_EXERCISE_
Reproduce exactly, from the data that follows, the line with "Look at this image and locate every instance of illuminated", the line with "Look at this image and locate every instance of blurred", and every line that lies between them.

_EXERCISE INPUT_
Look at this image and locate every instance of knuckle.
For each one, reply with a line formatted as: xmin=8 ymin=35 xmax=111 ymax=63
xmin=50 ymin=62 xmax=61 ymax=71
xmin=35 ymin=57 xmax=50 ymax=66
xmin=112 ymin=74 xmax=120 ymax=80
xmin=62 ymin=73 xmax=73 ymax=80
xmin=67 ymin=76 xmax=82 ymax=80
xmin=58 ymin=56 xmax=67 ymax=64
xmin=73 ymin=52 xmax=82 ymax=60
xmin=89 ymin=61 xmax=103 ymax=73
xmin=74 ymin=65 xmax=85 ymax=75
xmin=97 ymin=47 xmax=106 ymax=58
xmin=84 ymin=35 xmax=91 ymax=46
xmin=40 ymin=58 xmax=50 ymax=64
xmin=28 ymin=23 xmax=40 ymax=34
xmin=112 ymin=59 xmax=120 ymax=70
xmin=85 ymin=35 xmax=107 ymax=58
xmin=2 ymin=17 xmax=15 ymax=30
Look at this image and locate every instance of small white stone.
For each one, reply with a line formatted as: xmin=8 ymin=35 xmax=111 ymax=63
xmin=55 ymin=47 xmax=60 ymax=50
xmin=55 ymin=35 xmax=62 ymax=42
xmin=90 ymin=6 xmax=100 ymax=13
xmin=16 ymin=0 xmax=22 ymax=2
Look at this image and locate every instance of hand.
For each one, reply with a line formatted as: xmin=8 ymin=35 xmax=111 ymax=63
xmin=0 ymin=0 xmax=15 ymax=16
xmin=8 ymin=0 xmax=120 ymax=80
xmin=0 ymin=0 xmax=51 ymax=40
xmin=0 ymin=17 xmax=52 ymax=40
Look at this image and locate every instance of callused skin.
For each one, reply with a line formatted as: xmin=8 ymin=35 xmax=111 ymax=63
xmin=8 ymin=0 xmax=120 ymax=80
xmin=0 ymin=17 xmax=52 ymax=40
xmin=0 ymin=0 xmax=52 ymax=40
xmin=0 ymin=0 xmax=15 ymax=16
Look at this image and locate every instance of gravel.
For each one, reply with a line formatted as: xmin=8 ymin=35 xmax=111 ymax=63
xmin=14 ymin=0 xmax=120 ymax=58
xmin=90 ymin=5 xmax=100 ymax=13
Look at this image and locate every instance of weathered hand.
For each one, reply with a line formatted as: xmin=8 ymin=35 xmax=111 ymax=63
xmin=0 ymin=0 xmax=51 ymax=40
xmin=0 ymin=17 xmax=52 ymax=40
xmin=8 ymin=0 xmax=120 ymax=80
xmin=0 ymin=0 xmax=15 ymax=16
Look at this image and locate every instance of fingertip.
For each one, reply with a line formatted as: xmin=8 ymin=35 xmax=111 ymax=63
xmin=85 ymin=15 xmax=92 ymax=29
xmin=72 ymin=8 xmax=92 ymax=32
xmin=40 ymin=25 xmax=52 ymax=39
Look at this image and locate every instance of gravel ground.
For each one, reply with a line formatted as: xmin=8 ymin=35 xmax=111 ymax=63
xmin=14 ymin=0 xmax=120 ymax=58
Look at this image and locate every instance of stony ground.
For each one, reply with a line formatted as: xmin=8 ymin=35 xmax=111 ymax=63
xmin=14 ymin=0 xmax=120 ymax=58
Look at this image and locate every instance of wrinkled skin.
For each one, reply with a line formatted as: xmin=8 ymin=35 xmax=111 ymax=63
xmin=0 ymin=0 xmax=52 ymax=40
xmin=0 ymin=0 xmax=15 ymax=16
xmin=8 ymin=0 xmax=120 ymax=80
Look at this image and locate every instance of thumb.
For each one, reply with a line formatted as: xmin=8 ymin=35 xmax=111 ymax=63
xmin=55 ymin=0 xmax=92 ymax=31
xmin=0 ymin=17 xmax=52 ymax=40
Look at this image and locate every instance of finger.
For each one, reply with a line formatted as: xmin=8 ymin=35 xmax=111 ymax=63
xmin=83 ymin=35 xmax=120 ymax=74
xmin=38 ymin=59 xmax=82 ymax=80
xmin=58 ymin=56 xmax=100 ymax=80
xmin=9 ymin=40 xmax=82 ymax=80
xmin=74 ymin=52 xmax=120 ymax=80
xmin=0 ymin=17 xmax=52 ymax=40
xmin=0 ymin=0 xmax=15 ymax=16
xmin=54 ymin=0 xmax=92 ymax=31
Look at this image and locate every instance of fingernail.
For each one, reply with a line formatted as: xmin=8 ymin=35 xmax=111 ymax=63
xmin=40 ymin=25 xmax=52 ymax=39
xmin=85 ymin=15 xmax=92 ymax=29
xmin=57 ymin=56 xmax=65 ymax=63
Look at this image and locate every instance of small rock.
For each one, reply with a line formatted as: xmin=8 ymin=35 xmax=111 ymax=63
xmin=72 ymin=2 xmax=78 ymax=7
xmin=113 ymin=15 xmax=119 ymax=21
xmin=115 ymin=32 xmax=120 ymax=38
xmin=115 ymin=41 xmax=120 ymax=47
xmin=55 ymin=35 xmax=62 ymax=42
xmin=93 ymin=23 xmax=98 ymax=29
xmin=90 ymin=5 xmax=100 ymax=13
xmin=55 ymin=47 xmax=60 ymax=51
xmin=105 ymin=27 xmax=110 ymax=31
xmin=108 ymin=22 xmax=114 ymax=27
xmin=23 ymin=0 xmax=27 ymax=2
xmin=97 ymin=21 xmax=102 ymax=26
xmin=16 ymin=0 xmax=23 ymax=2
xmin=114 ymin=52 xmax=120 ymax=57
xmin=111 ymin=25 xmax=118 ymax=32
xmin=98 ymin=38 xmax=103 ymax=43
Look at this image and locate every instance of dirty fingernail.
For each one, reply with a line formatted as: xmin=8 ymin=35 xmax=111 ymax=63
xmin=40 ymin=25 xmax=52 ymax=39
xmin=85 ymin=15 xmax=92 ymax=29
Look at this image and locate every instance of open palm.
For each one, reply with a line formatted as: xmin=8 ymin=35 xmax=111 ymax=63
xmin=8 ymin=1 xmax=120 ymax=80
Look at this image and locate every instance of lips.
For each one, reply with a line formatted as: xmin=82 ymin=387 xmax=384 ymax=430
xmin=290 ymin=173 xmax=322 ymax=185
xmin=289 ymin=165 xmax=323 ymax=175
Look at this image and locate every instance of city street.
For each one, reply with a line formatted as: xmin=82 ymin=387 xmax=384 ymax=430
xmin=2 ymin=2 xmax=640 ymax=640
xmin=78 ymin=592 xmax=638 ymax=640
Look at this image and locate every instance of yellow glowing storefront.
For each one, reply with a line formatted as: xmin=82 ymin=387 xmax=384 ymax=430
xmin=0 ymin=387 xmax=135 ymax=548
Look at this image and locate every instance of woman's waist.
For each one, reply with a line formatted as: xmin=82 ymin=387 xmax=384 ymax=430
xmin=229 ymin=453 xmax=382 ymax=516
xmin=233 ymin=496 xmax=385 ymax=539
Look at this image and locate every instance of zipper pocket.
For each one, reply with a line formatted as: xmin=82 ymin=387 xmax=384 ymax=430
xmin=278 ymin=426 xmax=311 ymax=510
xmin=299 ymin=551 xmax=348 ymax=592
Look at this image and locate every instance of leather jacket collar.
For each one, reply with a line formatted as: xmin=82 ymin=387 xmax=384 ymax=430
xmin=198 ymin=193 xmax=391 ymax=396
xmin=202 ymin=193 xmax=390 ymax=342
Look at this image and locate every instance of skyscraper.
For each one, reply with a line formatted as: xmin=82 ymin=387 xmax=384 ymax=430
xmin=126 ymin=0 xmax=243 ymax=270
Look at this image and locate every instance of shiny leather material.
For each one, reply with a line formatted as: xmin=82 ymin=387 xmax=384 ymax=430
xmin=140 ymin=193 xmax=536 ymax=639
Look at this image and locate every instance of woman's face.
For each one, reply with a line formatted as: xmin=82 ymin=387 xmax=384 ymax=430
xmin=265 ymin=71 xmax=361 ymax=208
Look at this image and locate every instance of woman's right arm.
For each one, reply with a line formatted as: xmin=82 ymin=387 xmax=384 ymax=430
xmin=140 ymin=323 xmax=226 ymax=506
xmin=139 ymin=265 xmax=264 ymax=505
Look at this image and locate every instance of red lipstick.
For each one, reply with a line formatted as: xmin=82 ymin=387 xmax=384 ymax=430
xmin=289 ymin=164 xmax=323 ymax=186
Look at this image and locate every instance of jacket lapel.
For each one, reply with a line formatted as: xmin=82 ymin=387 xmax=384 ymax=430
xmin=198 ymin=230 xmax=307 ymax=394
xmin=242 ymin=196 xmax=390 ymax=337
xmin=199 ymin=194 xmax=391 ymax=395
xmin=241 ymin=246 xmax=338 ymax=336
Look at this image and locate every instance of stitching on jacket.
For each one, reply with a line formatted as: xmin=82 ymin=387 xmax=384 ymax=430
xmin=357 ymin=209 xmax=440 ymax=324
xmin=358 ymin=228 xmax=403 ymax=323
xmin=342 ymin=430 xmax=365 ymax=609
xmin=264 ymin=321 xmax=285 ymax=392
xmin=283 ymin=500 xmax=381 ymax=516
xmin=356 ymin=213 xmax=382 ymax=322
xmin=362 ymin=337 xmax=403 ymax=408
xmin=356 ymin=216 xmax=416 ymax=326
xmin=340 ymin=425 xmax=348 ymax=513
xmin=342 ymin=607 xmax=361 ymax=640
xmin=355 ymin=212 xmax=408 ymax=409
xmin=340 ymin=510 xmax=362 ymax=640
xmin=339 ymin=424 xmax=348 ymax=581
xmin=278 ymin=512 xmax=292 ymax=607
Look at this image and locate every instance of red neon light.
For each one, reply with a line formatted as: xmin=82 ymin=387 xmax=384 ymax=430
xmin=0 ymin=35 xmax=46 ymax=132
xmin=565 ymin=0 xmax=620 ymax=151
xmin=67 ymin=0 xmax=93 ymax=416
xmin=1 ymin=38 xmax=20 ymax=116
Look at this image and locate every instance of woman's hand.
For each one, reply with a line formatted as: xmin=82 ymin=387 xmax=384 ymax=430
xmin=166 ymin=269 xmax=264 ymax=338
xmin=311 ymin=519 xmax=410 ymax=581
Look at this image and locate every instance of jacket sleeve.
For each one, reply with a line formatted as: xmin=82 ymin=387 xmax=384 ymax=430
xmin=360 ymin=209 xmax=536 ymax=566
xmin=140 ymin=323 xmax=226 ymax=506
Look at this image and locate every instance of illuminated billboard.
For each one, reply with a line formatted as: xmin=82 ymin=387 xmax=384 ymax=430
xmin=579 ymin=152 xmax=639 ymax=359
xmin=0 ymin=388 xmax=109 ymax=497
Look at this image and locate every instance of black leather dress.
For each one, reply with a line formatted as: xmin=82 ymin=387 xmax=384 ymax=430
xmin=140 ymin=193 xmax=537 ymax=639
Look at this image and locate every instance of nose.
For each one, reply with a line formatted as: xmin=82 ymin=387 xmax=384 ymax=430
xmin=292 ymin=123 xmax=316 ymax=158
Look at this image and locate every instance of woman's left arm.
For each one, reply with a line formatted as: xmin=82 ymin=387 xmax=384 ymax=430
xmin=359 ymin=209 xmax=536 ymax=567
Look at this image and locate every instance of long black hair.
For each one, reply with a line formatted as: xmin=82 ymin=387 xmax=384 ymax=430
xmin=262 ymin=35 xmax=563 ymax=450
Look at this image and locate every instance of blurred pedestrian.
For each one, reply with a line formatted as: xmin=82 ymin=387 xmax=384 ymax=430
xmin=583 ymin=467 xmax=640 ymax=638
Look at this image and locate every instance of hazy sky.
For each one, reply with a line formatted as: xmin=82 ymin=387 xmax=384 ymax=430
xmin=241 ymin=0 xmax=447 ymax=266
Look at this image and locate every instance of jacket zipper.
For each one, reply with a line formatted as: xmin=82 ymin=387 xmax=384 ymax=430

_RESPONSE AREA_
Look at this image and locate every instance of illuminated billboard.
For each one, reply with a line formatted as: xmin=82 ymin=387 xmax=384 ymax=430
xmin=579 ymin=152 xmax=639 ymax=359
xmin=0 ymin=388 xmax=109 ymax=497
Look at this image and locate every instance of black leather dress.
For each one, reply with a line formatted as: xmin=82 ymin=387 xmax=384 ymax=430
xmin=140 ymin=193 xmax=537 ymax=639
Look at this image and locate every instance of nose.
For each one, reply with a line formatted as: xmin=82 ymin=387 xmax=384 ymax=430
xmin=292 ymin=123 xmax=316 ymax=158
Look at this image and locate every instance of woman's left arm.
For each one, reply with a line formatted as: xmin=82 ymin=387 xmax=384 ymax=430
xmin=359 ymin=209 xmax=536 ymax=567
Look at this image and locate every instance of long black hair.
For each one, reply with a line formatted as: xmin=82 ymin=387 xmax=384 ymax=430
xmin=262 ymin=35 xmax=563 ymax=450
Look at this image and locate every instance of blurred pedestrian.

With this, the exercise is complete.